Provided data:
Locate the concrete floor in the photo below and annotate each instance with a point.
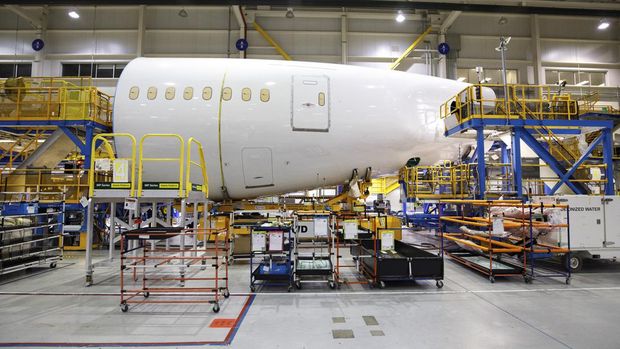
(43, 307)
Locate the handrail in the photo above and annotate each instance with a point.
(202, 165)
(110, 155)
(142, 159)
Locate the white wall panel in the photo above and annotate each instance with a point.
(197, 18)
(91, 17)
(566, 51)
(99, 42)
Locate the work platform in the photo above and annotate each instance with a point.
(546, 121)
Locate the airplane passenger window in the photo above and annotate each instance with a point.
(207, 92)
(227, 93)
(134, 92)
(170, 93)
(246, 94)
(188, 93)
(264, 95)
(151, 93)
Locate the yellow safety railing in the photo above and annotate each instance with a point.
(72, 182)
(204, 187)
(21, 147)
(49, 99)
(178, 160)
(430, 182)
(109, 153)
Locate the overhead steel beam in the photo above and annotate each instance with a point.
(409, 49)
(35, 23)
(271, 41)
(571, 8)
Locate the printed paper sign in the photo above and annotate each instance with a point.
(350, 230)
(120, 171)
(387, 241)
(276, 241)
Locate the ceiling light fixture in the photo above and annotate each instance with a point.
(290, 13)
(603, 24)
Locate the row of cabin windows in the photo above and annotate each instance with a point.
(207, 94)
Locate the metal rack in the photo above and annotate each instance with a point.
(499, 244)
(313, 248)
(270, 264)
(31, 228)
(173, 273)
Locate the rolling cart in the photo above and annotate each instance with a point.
(314, 241)
(271, 257)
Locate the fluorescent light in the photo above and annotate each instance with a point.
(603, 24)
(400, 17)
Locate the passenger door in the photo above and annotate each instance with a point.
(257, 167)
(310, 103)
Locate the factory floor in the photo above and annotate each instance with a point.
(52, 308)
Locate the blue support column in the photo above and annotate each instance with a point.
(517, 169)
(88, 144)
(482, 175)
(608, 149)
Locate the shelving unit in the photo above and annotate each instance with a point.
(314, 252)
(271, 262)
(30, 230)
(501, 238)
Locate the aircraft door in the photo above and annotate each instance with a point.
(310, 109)
(257, 167)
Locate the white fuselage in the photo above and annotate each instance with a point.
(271, 127)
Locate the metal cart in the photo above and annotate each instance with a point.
(314, 249)
(271, 257)
(403, 262)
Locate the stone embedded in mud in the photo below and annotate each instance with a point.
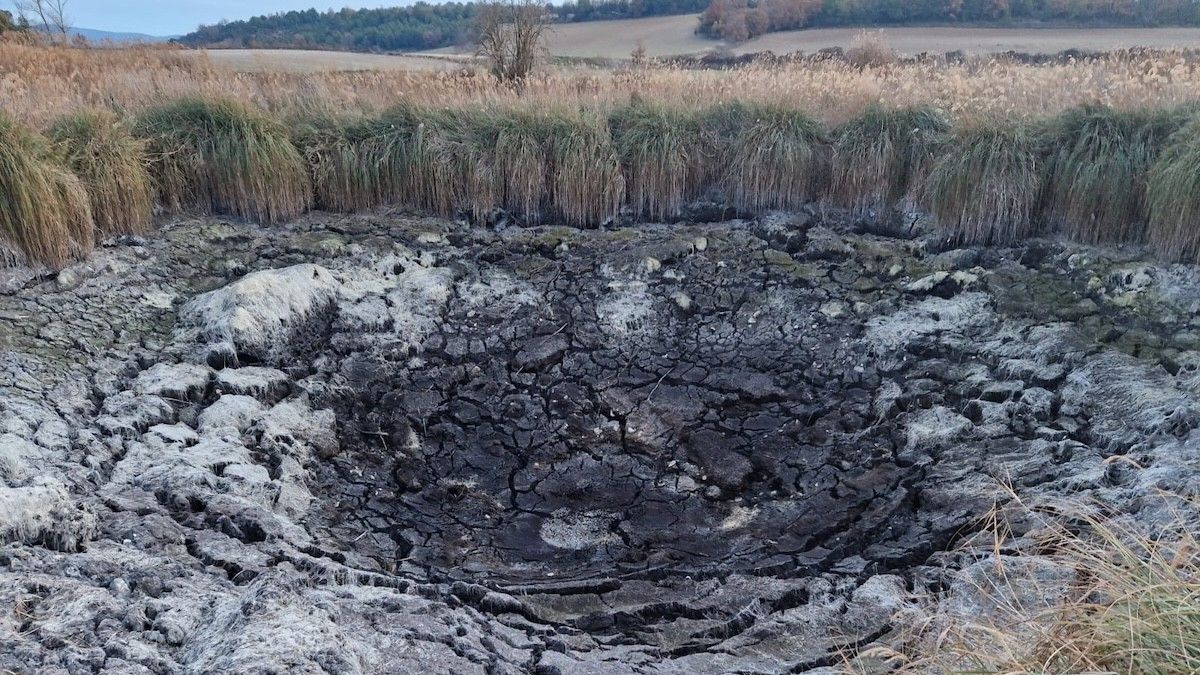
(43, 513)
(184, 382)
(258, 316)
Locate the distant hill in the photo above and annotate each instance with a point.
(742, 19)
(95, 35)
(399, 29)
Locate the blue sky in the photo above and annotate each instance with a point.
(174, 17)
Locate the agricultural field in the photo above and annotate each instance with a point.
(676, 36)
(832, 363)
(307, 61)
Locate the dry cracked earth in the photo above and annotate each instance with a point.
(388, 443)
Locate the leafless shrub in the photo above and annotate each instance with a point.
(870, 49)
(510, 37)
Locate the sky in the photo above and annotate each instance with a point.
(177, 17)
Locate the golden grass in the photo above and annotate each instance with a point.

Exercise directions: Copy out every line from the one containing "Locate the distant" through the last line above, both ends included. Keep each line's wording, but multiply every point coordinate by 1.9 and round to a whole number, with halves rounded up.

Solution to the exercise:
Locate the distant hill in the photo above and annotate each instance with a point.
(1410, 36)
(181, 67)
(758, 55)
Locate the blue sky in the photo above and annotate each instance with a point.
(331, 32)
Locate the agricultural field in the photo above and annotate each instance with a point.
(1284, 68)
(1581, 690)
(583, 116)
Locate the dry cracked earth in the photo above and annotate each instance with a point.
(737, 842)
Locate the leafless shrub in the photo above and annotate each instance with a point.
(1653, 93)
(969, 70)
Locate the sky in the photo above and annotate each instance with a point.
(336, 32)
Locate the golden grass in the photo above and annotate each instance with a point.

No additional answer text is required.